__Dataset extract__.
_ _ _ _ _ _ _
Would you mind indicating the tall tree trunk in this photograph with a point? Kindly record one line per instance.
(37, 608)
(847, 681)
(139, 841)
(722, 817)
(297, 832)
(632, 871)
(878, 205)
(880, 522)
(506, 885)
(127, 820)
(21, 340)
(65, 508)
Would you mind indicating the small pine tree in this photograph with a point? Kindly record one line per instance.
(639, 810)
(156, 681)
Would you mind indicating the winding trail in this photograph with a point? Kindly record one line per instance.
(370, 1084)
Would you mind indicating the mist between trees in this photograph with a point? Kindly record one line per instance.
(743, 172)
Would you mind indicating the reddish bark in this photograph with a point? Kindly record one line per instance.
_ _ _ _ _ _ _
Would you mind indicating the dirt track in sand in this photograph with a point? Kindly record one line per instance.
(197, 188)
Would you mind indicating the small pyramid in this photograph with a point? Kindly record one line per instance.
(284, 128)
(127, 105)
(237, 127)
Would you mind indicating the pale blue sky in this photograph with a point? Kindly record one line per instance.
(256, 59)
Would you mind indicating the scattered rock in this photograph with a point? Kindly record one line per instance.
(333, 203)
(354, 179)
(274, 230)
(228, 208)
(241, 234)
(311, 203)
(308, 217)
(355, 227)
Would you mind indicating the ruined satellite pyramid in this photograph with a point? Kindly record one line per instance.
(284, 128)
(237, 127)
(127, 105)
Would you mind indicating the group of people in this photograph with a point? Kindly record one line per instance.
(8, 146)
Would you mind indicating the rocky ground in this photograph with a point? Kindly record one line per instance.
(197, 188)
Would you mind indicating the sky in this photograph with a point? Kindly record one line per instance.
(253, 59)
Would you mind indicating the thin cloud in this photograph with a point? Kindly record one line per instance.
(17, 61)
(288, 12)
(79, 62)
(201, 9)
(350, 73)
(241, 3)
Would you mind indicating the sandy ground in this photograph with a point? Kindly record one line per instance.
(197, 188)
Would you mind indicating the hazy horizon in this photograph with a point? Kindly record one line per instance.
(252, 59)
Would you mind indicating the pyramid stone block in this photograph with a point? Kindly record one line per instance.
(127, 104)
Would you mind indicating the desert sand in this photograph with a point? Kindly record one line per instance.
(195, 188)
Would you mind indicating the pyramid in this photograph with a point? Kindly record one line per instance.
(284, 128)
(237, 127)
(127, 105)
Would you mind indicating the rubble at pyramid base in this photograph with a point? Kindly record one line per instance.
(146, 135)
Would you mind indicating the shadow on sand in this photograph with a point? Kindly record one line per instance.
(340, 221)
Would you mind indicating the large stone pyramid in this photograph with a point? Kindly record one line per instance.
_ _ _ _ _ _ _
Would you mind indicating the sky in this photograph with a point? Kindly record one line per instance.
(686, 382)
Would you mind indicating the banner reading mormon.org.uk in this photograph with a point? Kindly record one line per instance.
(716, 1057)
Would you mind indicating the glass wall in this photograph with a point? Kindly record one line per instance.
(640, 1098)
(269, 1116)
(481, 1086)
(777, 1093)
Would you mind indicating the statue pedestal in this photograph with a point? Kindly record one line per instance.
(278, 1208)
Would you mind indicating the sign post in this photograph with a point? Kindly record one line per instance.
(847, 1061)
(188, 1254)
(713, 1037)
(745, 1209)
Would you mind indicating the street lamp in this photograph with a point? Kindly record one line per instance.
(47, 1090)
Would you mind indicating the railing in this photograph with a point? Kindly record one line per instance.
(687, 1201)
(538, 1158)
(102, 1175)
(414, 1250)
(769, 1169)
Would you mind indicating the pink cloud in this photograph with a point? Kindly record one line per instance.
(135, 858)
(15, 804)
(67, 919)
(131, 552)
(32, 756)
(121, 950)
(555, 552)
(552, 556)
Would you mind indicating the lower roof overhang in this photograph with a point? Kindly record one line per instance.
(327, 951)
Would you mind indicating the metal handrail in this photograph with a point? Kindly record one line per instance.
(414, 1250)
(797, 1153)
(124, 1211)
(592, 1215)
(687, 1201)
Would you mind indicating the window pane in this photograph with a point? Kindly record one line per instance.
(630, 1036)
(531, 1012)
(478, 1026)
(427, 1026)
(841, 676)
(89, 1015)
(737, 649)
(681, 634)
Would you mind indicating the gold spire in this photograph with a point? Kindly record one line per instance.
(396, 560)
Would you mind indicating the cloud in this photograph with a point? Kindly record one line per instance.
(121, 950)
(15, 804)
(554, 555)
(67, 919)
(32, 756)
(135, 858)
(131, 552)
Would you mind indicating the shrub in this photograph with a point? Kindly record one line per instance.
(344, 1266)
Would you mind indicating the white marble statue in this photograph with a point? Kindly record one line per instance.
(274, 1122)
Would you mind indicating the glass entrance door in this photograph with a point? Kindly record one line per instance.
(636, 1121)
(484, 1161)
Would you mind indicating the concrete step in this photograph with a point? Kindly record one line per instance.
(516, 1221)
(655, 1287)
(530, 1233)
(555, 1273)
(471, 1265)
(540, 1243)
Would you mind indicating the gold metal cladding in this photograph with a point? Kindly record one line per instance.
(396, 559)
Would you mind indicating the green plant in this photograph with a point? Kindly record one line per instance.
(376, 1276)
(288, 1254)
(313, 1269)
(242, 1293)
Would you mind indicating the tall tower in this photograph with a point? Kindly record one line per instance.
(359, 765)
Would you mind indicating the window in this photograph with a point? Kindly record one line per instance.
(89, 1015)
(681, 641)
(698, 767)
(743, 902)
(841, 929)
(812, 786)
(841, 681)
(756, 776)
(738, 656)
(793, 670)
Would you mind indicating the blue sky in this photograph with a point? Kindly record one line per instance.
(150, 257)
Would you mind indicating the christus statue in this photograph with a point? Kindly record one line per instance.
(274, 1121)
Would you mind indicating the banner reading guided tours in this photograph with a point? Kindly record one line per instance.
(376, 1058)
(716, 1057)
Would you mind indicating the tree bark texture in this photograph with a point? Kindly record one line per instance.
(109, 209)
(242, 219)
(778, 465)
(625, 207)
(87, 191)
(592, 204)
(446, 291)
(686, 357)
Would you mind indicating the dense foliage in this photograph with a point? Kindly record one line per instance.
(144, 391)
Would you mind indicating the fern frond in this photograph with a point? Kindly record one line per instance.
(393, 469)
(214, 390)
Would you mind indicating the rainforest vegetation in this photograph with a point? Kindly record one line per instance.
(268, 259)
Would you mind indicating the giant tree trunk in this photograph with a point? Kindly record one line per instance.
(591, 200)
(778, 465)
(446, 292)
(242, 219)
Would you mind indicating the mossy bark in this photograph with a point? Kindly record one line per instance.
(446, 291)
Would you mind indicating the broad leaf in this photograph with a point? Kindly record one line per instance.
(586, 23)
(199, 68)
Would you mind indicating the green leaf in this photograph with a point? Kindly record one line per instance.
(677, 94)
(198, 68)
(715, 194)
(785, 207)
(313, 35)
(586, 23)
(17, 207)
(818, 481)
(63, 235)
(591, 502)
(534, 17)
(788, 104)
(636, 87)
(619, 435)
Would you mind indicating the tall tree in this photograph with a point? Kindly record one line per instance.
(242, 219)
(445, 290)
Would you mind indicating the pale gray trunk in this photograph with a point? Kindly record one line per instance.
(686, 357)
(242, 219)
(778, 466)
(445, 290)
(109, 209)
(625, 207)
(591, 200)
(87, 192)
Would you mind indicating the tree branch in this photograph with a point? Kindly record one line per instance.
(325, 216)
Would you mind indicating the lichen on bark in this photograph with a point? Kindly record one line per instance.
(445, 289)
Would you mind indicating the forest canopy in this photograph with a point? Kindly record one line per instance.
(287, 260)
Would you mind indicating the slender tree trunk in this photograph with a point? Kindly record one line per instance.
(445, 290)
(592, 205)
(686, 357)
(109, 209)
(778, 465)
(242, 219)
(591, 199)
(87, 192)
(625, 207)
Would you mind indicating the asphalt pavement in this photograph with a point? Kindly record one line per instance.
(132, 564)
_ _ _ _ _ _ _
__Description of the task__. The lines above from the one with "Would you mind indicating the desert" through the one with "Would you mind indicating the large" are to be duplicated exactly, ends included, with nothing added.

__Written response__.
Would you mind indicating the desert sand in this photograph with a point? Kindly record one line per instance.
(195, 188)
Would you mind indicating the pyramid in this photograph with a point? Kindly record one line per instance.
(284, 128)
(237, 127)
(127, 105)
Would you mind indicating the rubble at pyramid base in this photograph with a point? Kindly record one line per instance.
(146, 135)
Would you mind indicating the shadow on sand in this photograph with a point? Kindly record one line per instance.
(340, 221)
Would you mind indicating the large stone pyramid in this photograph with a point? Kindly record one line per instance.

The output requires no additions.